╭─ Records provided
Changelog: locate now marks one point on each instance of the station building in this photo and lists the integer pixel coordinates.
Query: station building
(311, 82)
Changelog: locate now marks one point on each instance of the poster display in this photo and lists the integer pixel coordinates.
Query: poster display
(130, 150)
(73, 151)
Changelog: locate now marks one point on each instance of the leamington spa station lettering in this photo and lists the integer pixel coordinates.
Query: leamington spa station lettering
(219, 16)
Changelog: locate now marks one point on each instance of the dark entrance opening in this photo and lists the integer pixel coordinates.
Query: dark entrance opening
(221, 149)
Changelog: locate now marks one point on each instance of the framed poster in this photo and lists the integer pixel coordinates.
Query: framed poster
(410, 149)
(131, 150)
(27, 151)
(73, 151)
╰─
╭─ Records provided
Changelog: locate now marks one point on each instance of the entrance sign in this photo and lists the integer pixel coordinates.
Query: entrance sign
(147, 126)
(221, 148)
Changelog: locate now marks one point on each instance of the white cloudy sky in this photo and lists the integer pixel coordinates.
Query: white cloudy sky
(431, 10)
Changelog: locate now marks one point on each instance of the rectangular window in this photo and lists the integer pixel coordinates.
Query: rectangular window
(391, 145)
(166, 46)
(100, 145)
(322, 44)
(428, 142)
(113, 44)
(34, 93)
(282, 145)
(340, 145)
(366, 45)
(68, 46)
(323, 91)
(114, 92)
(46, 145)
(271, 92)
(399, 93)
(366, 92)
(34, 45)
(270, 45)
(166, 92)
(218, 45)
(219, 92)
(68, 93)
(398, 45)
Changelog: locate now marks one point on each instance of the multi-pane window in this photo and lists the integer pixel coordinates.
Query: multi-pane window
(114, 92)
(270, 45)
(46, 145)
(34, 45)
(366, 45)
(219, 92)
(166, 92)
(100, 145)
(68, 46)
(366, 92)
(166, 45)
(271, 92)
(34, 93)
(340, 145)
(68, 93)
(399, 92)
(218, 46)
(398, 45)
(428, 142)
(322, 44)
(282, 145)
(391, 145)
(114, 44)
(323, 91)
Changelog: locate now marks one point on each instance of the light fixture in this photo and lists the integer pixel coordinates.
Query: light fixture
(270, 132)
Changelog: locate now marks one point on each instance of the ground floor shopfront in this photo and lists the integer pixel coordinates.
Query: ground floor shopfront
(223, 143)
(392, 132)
╰─
--- What the exercise asks ---
In the listing above, find each line that contains the word "dark" with matching case, and copy those lines.

--- Result ---
Changelog: locate now marks one point on each instance of the dark entrance opening in this photo and lists the integer pixel coordinates.
Query: dark entrance opening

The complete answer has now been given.